**PAGE EXTRACT:**
It was pretty delightful to see Bernard Drainville cry today. The current MNA for Lévis let it all out as he explained that the dream of something called the 3e lien is over; he couldn’t deliver on his promise.
This week, the CAQ admitted that the mega project was impossible. This made Drainville cry. He trusted in God (Legault) that him deliver him. He didn’t and we all got to delight in Him crying.
Watching Drainville in this press conference was like watching a nine year old in a media scrum learn that there is no Santa Clause and, even worse, now that he knows, there will be no presents next Christmas because you’re a big boy now.
Poor little Bernie.
I don’t think it’s an exaggeration to say that the 3e lien was the most expensive, most fantastical, most ridiculous public infrastructure proposal in Canada at the moment. It was right up there with Edmonton’s promise to transport people via slingshot or Halifax’s plan to bury the citadel so that the Killam Apartment REIT can build condos on top. Both of these examples though are not real.

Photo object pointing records
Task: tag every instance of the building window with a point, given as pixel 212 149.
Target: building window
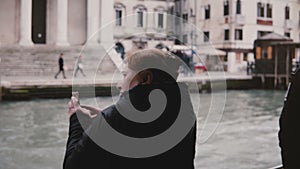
pixel 269 11
pixel 184 39
pixel 238 34
pixel 140 19
pixel 238 7
pixel 140 15
pixel 262 33
pixel 160 20
pixel 287 34
pixel 205 36
pixel 118 17
pixel 226 34
pixel 119 11
pixel 226 7
pixel 260 10
pixel 287 12
pixel 207 11
pixel 185 17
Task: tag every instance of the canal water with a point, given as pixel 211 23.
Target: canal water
pixel 33 134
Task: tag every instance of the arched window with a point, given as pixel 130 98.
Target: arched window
pixel 140 15
pixel 226 7
pixel 160 17
pixel 238 7
pixel 119 13
pixel 287 12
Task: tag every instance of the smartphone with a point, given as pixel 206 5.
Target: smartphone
pixel 76 95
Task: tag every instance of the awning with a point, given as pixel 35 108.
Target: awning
pixel 209 51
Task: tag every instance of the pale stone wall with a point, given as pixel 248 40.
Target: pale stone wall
pixel 77 21
pixel 51 22
pixel 9 20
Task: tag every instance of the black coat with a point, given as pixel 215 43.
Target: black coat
pixel 289 139
pixel 83 152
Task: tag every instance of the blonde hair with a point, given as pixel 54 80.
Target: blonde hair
pixel 154 60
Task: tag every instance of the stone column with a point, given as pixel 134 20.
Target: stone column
pixel 26 12
pixel 62 23
pixel 106 34
pixel 107 18
pixel 93 20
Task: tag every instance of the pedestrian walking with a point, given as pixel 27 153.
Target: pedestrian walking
pixel 79 66
pixel 289 140
pixel 61 66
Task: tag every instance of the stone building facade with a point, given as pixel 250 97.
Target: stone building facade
pixel 233 25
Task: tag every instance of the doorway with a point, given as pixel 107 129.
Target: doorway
pixel 39 8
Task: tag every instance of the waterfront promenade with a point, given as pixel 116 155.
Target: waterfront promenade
pixel 28 87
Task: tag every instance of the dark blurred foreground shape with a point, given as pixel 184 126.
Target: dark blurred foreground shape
pixel 289 139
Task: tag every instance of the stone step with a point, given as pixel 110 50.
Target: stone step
pixel 43 61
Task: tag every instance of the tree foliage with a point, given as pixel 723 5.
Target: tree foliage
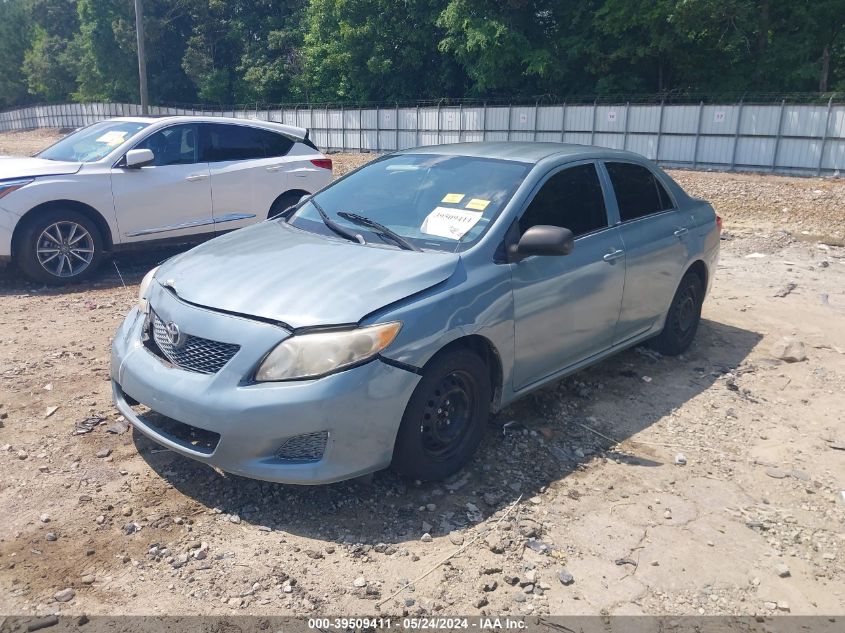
pixel 241 51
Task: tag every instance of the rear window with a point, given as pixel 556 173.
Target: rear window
pixel 241 142
pixel 638 192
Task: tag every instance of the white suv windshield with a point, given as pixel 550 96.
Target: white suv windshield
pixel 93 142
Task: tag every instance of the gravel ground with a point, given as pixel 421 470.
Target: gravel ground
pixel 710 483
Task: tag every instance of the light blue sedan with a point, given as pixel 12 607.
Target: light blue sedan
pixel 379 322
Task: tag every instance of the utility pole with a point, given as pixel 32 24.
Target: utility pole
pixel 142 61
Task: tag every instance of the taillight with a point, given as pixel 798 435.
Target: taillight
pixel 322 163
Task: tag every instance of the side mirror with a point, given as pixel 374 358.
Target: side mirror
pixel 542 239
pixel 136 158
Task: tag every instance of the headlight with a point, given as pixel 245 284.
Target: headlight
pixel 9 186
pixel 143 304
pixel 321 353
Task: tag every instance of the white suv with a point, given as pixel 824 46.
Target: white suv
pixel 127 181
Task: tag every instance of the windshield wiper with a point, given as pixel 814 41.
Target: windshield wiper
pixel 378 228
pixel 334 226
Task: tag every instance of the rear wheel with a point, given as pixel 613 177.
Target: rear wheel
pixel 683 317
pixel 445 417
pixel 59 247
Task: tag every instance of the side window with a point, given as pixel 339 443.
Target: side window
pixel 638 192
pixel 176 145
pixel 276 144
pixel 571 199
pixel 232 142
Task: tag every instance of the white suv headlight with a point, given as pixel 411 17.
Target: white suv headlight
pixel 143 289
pixel 321 353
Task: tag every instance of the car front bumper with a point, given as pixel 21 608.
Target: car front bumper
pixel 359 409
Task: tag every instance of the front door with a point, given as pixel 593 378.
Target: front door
pixel 171 197
pixel 566 307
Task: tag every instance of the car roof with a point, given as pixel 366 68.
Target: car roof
pixel 290 130
pixel 524 152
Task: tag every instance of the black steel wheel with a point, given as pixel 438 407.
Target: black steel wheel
pixel 683 317
pixel 445 417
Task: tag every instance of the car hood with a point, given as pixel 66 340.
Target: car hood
pixel 276 272
pixel 17 167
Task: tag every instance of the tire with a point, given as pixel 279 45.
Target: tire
pixel 682 319
pixel 434 442
pixel 283 202
pixel 59 246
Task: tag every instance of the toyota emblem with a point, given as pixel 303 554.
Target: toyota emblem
pixel 174 335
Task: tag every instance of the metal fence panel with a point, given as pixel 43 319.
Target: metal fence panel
pixel 781 138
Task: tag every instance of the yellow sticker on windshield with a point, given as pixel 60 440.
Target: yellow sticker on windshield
pixel 112 138
pixel 478 204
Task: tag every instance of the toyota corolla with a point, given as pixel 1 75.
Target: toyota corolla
pixel 380 321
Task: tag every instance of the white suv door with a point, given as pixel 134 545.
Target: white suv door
pixel 171 197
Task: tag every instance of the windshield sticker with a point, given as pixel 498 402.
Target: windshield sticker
pixel 452 224
pixel 478 204
pixel 112 138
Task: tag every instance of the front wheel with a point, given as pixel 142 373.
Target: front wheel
pixel 683 317
pixel 445 417
pixel 59 246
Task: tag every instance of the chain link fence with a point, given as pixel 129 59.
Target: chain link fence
pixel 800 137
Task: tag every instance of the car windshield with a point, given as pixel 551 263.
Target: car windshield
pixel 434 202
pixel 93 142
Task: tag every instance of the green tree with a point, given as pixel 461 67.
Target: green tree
pixel 15 34
pixel 105 53
pixel 48 63
pixel 375 50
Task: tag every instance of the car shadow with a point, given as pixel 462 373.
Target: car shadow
pixel 538 441
pixel 125 268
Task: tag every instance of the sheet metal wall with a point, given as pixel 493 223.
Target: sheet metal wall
pixel 782 138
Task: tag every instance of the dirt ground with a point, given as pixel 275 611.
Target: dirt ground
pixel 712 483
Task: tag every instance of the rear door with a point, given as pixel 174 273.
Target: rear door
pixel 566 308
pixel 248 172
pixel 171 197
pixel 655 236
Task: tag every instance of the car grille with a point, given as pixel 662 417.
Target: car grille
pixel 303 448
pixel 197 354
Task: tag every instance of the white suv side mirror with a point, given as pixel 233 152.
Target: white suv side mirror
pixel 139 157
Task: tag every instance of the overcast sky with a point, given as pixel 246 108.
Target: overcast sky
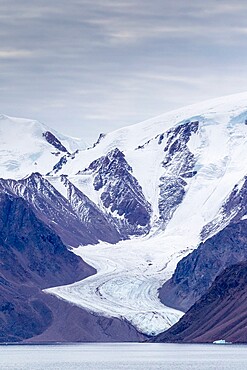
pixel 90 66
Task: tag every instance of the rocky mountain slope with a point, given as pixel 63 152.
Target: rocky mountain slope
pixel 219 314
pixel 196 272
pixel 34 258
pixel 137 202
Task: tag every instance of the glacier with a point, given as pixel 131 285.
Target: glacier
pixel 182 169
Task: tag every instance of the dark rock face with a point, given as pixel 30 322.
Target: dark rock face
pixel 219 314
pixel 51 139
pixel 196 272
pixel 100 225
pixel 33 258
pixel 59 165
pixel 178 163
pixel 234 208
pixel 51 207
pixel 121 193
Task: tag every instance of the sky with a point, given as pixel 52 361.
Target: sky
pixel 89 66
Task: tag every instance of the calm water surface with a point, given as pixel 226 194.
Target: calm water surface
pixel 144 356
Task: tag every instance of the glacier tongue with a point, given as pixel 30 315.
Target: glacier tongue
pixel 127 281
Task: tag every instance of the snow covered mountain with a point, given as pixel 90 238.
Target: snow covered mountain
pixel 28 146
pixel 142 198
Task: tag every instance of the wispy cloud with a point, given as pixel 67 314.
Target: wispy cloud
pixel 77 64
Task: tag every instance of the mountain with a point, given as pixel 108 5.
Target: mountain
pixel 33 258
pixel 196 272
pixel 219 313
pixel 28 146
pixel 136 203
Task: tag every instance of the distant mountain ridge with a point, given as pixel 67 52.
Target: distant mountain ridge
pixel 137 202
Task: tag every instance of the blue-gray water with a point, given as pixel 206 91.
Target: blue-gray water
pixel 123 356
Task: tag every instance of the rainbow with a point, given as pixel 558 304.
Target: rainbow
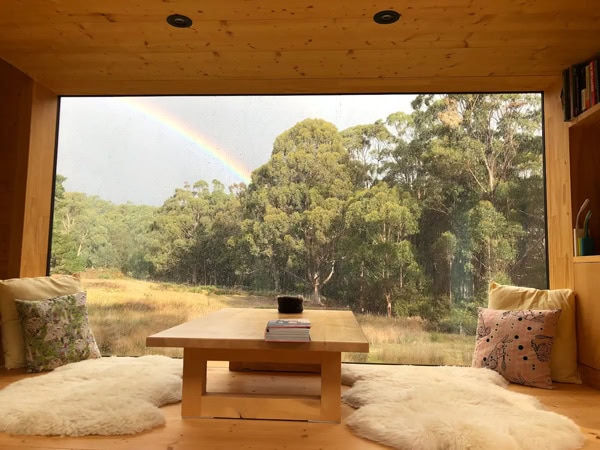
pixel 176 124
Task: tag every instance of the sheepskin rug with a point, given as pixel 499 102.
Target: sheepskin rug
pixel 451 408
pixel 106 396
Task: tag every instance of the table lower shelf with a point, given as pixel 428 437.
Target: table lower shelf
pixel 283 401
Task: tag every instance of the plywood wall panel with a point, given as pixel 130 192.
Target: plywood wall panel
pixel 27 158
pixel 346 85
pixel 15 111
pixel 558 191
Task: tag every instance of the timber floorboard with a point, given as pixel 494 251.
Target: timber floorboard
pixel 579 402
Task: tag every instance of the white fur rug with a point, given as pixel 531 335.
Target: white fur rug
pixel 106 396
pixel 450 408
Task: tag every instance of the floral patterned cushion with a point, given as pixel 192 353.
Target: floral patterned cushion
pixel 56 332
pixel 517 344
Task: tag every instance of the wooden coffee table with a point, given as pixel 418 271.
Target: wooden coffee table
pixel 237 334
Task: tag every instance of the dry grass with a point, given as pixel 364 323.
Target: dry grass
pixel 123 312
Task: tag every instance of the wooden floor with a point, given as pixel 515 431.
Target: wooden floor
pixel 580 403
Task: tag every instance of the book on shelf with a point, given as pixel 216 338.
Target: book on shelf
pixel 288 330
pixel 581 88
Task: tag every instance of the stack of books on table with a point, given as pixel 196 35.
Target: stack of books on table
pixel 288 330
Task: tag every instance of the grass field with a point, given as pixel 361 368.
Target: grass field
pixel 124 311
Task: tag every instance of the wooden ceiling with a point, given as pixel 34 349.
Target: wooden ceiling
pixel 285 46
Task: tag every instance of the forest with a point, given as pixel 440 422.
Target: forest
pixel 412 215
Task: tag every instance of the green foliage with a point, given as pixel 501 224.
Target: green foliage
pixel 409 216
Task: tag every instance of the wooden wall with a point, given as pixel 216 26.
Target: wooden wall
pixel 27 140
pixel 558 191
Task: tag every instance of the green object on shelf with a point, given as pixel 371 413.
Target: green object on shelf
pixel 586 224
pixel 586 246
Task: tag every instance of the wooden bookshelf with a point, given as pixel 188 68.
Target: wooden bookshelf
pixel 584 156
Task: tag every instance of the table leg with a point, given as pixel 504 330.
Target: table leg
pixel 194 382
pixel 331 387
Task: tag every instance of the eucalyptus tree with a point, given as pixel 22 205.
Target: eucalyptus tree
pixel 368 146
pixel 380 221
pixel 295 206
pixel 469 159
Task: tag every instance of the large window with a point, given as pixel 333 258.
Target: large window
pixel 400 207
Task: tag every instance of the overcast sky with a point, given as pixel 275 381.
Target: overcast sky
pixel 141 149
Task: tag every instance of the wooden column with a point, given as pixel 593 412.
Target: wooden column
pixel 558 191
pixel 28 117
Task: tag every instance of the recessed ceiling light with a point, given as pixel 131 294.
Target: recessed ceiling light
pixel 179 21
pixel 386 16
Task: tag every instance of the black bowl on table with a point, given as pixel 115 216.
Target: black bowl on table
pixel 290 304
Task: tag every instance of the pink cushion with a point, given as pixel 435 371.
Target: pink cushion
pixel 517 344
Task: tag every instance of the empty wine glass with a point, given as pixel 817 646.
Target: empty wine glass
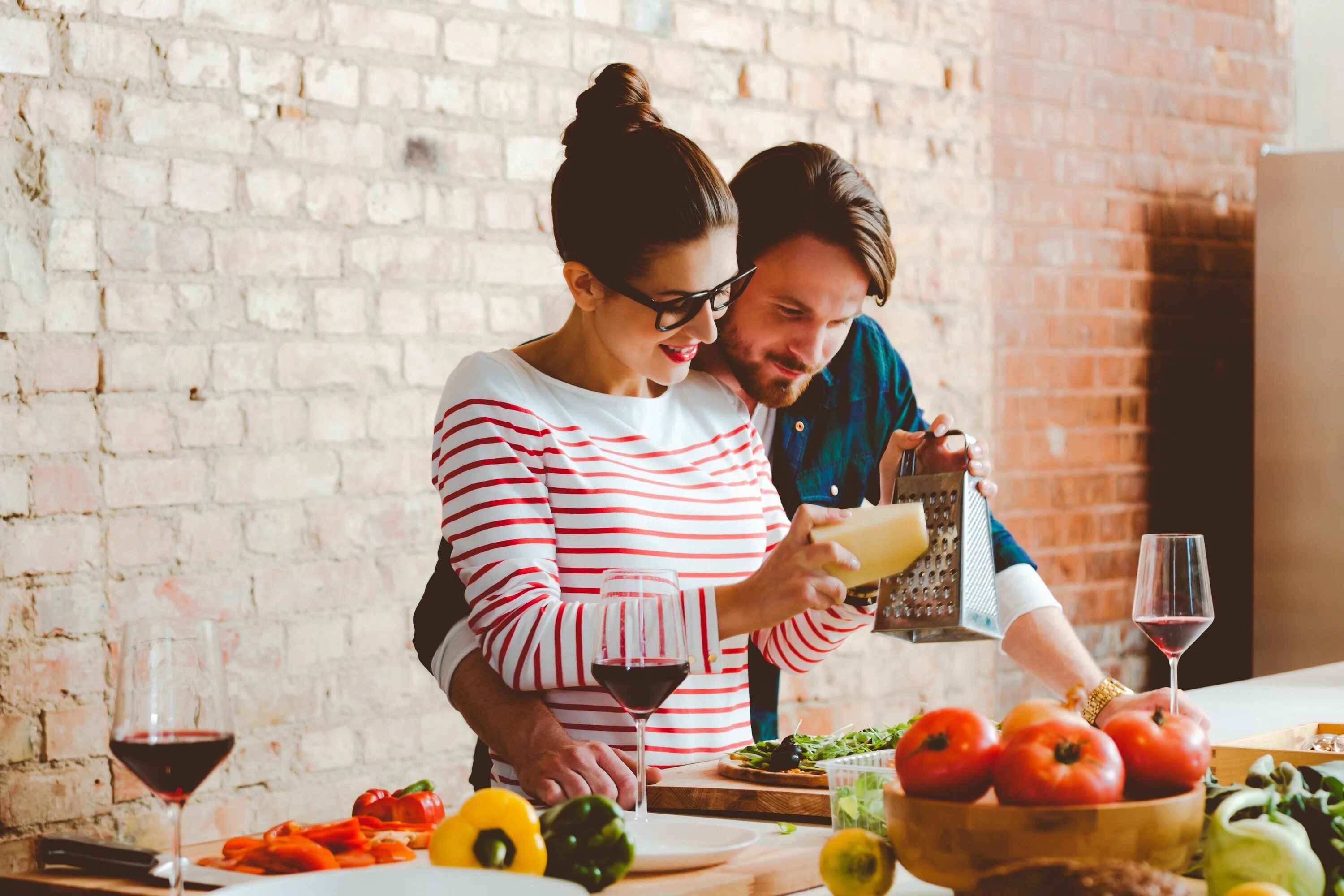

**STATED TASK 1:**
According to the commentary on the 3e lien, what office does Bernard Drainville currently hold?
**STATED TASK 2:**
Please print the passage of the commentary on the 3e lien starting with "It was pretty" and going on through "big boy now.".
**STATED TASK 3:**
Write what follows next in the commentary on the 3e lien, picking up after its final sentence.

**EXPECTED ANSWER 1:**
He is the current MNA for Lévis.

**EXPECTED ANSWER 2:**
It was pretty delightful to see Bernard Drainville cry today. The current MNA for Lévis let it all out as he explained that the dream of something called the 3e lien is over; he couldn’t deliver on his promise.
This week, the CAQ admitted that the mega project was impossible. This made Drainville cry. He trusted in God (Legault) that him deliver him. He didn’t and we all got to delight in Him crying.
Watching Drainville in this press conference was like watching a nine year old in a media scrum learn that there is no Santa Clause and, even worse, now that he knows, there will be no presents next Christmas because you’re a big boy now.

**EXPECTED ANSWER 3:**
Here’s how it was supposed to work: for some number of billions of dollars, Quebec would build a tunnel from the city of Lévis (population 150,000, children included) to the city of Québec (population 550,000, children included) under the St. Lawrence. This would be done to relieve pressure on the bridges that already connect the two sides (and that badly need work) and the ferry that also already connects the two sides.
After years of fiddling with how they would do it, the proposed plan, from the slope looking like something drawn by a clown to the proposed trajet literally looking like a hamster run, the 3e lien was unworkable by any adult measure. It would have been just over 8 km, or more than five times the length of the Lafontaine tunnel in Montreal (I am making myself laugh just writing this. Imagine!) It would require tunnelling both under the St. Lawrence River and the bedrock of Quebec City’s upper town. And it would surface in the middle of a residential quarter. And then, once they surface, people would use their cars and enter a city downtown that was literally built for horse and buggy.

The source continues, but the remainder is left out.